** start of Listing **
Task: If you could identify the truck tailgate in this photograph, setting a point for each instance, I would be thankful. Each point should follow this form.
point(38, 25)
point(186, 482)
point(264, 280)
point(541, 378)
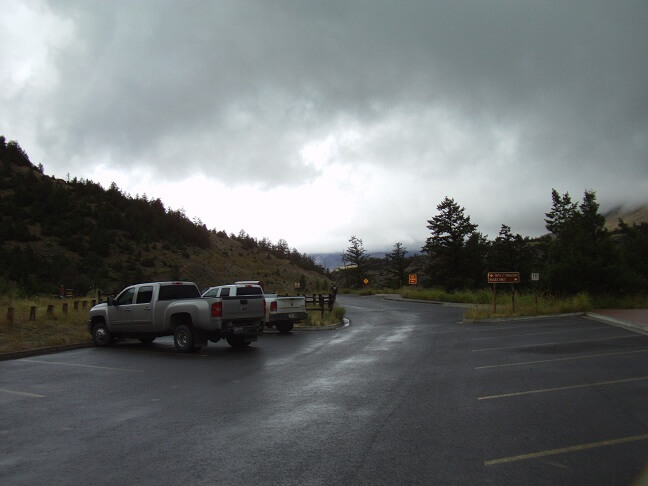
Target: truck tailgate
point(244, 307)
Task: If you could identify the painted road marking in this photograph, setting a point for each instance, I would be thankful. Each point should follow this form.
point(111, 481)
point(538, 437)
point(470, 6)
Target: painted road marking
point(627, 336)
point(571, 387)
point(535, 333)
point(82, 366)
point(24, 394)
point(522, 363)
point(564, 450)
point(157, 351)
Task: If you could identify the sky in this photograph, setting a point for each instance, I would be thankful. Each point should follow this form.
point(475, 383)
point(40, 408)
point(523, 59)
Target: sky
point(315, 121)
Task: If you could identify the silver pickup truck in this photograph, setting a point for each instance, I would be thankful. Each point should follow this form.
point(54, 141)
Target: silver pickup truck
point(149, 310)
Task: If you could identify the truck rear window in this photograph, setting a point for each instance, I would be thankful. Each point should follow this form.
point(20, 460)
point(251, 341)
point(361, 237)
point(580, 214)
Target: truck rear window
point(249, 291)
point(173, 292)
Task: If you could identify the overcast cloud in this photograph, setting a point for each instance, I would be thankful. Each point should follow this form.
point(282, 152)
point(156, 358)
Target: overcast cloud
point(313, 121)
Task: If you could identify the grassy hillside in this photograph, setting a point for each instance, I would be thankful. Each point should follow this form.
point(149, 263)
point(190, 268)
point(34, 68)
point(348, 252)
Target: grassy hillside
point(77, 234)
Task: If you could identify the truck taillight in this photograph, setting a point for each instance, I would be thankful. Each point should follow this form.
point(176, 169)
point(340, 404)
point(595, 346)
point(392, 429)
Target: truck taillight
point(217, 309)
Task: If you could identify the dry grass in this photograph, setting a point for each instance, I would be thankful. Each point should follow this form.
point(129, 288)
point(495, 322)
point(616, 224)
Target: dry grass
point(46, 330)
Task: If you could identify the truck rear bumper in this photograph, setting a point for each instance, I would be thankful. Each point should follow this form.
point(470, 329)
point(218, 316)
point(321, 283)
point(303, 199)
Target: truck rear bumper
point(287, 317)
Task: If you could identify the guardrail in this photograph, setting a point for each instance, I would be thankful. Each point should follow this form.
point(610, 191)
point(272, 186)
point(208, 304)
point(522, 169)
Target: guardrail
point(319, 302)
point(49, 310)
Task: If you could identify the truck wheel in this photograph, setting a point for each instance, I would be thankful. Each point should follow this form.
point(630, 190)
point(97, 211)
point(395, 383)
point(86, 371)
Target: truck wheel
point(284, 327)
point(183, 338)
point(237, 341)
point(100, 335)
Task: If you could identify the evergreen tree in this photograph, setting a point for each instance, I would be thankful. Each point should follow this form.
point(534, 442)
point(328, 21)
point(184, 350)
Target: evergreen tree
point(356, 256)
point(398, 263)
point(456, 251)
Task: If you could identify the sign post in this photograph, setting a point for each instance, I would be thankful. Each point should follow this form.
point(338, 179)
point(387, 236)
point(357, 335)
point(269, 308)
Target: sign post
point(503, 277)
point(535, 277)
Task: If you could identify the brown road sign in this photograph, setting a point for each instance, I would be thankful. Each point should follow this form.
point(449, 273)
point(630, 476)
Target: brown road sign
point(503, 277)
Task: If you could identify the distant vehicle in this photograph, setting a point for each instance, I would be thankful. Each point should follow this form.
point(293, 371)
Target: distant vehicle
point(150, 310)
point(281, 312)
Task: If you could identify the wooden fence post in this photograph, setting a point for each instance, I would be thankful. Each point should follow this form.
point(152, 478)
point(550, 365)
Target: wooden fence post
point(321, 304)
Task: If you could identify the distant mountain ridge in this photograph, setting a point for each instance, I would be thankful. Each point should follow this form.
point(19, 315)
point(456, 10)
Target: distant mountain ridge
point(630, 215)
point(76, 234)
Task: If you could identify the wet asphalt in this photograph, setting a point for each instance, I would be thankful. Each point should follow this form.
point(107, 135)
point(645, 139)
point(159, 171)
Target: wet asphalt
point(407, 394)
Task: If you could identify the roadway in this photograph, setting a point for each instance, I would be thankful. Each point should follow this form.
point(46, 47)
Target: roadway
point(407, 394)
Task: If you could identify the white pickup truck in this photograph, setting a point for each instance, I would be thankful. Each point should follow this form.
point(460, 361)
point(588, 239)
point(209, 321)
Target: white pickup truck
point(150, 310)
point(281, 312)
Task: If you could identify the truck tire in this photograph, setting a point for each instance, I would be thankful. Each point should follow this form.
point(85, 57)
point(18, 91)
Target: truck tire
point(183, 338)
point(100, 335)
point(238, 341)
point(284, 327)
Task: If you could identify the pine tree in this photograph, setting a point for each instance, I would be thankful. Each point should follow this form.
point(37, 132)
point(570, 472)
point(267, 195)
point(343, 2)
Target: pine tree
point(356, 256)
point(398, 263)
point(454, 248)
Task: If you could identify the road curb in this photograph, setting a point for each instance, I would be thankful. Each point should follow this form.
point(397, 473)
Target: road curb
point(37, 352)
point(523, 318)
point(617, 323)
point(396, 297)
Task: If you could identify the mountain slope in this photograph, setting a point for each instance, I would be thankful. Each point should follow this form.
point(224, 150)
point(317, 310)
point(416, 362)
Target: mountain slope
point(77, 234)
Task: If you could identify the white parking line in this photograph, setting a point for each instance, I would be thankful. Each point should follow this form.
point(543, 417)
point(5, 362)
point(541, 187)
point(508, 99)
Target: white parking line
point(81, 366)
point(521, 363)
point(536, 333)
point(564, 450)
point(24, 394)
point(560, 388)
point(627, 336)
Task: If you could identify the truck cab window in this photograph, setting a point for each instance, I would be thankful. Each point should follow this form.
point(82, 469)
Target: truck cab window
point(126, 297)
point(144, 295)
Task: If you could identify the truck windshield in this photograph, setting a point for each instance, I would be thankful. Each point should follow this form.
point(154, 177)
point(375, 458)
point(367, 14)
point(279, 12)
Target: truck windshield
point(173, 292)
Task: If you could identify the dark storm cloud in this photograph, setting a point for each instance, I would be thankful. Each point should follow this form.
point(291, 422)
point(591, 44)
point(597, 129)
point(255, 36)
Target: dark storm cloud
point(241, 84)
point(479, 98)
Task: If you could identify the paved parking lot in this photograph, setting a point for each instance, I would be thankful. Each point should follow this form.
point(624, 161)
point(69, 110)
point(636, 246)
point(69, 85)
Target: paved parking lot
point(408, 394)
point(565, 388)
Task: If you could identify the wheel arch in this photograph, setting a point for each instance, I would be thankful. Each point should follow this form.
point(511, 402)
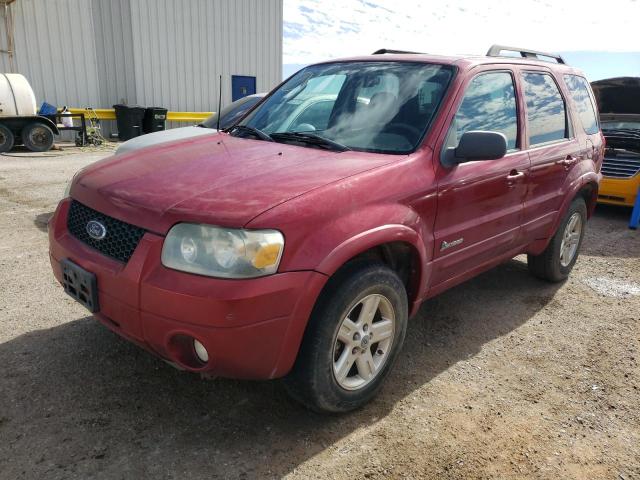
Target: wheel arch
point(397, 246)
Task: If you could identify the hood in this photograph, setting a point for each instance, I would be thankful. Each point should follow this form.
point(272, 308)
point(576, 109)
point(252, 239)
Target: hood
point(216, 179)
point(155, 138)
point(618, 95)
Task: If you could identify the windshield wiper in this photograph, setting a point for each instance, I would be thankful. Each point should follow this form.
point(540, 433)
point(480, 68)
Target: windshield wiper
point(253, 131)
point(311, 139)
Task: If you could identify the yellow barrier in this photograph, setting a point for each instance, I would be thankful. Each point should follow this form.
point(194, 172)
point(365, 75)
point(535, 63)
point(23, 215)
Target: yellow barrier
point(110, 114)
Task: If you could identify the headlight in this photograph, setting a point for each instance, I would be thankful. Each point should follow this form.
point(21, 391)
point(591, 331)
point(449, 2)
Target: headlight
point(222, 252)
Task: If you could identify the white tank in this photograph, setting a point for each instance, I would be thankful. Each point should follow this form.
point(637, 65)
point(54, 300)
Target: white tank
point(16, 96)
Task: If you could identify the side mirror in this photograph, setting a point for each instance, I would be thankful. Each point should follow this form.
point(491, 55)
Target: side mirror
point(476, 145)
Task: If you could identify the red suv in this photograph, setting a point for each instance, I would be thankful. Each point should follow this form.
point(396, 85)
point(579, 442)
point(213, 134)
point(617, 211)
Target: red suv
point(298, 242)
** end of Listing **
> Your task: Render everything from the line containing "Task: If you could identify the dry" down to the line containing "point(46, 330)", both lines included, as a JSON list of strings with one string per line and any blank lines omitted.

> Answer for the task:
[
  "Task: If you could identify the dry grass in this photograph, setting a point for each instance, I would be thankful. Each point should follow this form.",
  "point(129, 288)",
  "point(495, 322)",
  "point(616, 224)",
  "Target: dry grass",
  "point(46, 330)"
]